TAREFA A REALIZAR
Reproduza todas as entradas abaixo sem alterar nenhum caractere.

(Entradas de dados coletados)

--------------------------------

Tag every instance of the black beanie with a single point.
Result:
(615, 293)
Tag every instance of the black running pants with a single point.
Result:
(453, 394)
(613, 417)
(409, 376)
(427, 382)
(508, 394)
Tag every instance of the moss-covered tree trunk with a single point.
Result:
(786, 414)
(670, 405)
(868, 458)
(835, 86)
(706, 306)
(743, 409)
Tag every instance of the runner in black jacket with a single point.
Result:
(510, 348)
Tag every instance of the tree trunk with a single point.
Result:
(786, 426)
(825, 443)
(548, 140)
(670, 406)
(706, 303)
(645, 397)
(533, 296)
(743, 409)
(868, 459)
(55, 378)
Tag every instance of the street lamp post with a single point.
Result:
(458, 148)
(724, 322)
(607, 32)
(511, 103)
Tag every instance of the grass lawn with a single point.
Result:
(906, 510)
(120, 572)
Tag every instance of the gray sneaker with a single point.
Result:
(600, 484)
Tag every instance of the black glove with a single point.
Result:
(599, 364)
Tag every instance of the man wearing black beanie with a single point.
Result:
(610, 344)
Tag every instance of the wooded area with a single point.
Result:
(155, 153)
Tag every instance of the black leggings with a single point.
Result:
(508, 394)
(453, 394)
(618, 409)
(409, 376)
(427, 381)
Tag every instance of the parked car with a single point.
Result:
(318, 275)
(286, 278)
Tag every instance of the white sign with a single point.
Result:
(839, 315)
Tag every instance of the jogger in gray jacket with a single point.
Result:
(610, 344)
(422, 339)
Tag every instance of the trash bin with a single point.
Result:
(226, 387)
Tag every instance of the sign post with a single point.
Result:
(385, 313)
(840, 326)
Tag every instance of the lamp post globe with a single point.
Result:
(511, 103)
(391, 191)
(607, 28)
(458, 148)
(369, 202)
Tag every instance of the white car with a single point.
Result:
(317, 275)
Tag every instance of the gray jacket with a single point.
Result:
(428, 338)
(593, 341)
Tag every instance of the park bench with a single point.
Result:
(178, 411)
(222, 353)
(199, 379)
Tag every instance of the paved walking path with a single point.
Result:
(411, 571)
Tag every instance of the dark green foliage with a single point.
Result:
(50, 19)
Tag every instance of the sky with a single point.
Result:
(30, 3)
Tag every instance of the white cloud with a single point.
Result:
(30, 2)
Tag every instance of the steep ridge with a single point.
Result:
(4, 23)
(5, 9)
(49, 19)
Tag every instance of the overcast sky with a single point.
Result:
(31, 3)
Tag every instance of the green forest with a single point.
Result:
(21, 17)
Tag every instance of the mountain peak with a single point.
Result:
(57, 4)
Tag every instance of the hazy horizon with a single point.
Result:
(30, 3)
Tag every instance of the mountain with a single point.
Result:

--------------------------------

RESULTADO DA TAREFA
Tag every instance of the black beanie with a single point.
Result:
(615, 293)
Tag every instance of the black running pants with a single point.
Result:
(453, 394)
(613, 417)
(409, 376)
(427, 382)
(508, 394)
Tag every instance of the moss-covered tree trunk with a single point.
Result:
(786, 414)
(670, 405)
(868, 458)
(835, 86)
(706, 306)
(743, 409)
Tag every instance of the runner in black jacket with a single point.
Result:
(510, 348)
Tag every instance of the tree trunk with a single point.
Result:
(786, 426)
(825, 443)
(548, 140)
(670, 406)
(706, 303)
(645, 397)
(533, 296)
(743, 409)
(868, 459)
(55, 378)
Tag every instance of the street lamp post with a single point.
Result:
(458, 148)
(724, 322)
(607, 32)
(511, 103)
Tag every instance of the grass lawn with a single point.
Result:
(906, 510)
(120, 572)
Tag every instance of the gray sneaker with a single point.
Result:
(600, 484)
Tag every instance of the black glove with a single point.
Result:
(599, 364)
Tag every instance of the man wearing black beanie with a single point.
Result:
(610, 344)
Tag every instance of the wooded area with a single point.
Result:
(155, 153)
Tag every instance of the black leggings with a single point.
Result:
(508, 394)
(453, 394)
(618, 409)
(409, 376)
(427, 381)
Tag every instance of the parked car with a single point.
Result:
(318, 275)
(286, 278)
Tag every instance of the white sign with a single point.
Result:
(839, 315)
Tag every instance of the jogger in gray jacket with a single point.
Result:
(610, 344)
(422, 339)
Tag every instance of the trash bin with a single point.
Result:
(226, 387)
Tag every instance of the sign post with a single point.
Result:
(385, 313)
(840, 326)
Tag every instance of the lamp post globe with a single point.
Result:
(511, 103)
(391, 191)
(607, 28)
(458, 148)
(369, 202)
Tag every instance of the white car with a single point.
Result:
(317, 275)
Tag every instance of the gray jacket with a single point.
Result:
(428, 338)
(593, 341)
Tag every instance of the park bench with a single point.
Result:
(178, 411)
(222, 353)
(199, 379)
Tag every instance of the paved walking path with a single point.
Result:
(411, 571)
Tag every instance of the dark green foliage with a single point.
Result:
(50, 19)
Tag every instance of the sky with a single point.
Result:
(30, 3)
Tag every instance of the white cloud with a single point.
Result:
(30, 2)
Tag every instance of the steep ridge with a single point.
Result:
(4, 23)
(5, 9)
(49, 19)
Tag every instance of the overcast sky with a single point.
Result:
(31, 3)
Tag every instance of the green forest with a single point.
Result:
(21, 17)
Tag every instance of the mountain peak with a single point.
Result:
(57, 4)
Tag every instance of the hazy horizon with a single point.
Result:
(30, 3)
Tag every instance of the mountain with a single point.
Result:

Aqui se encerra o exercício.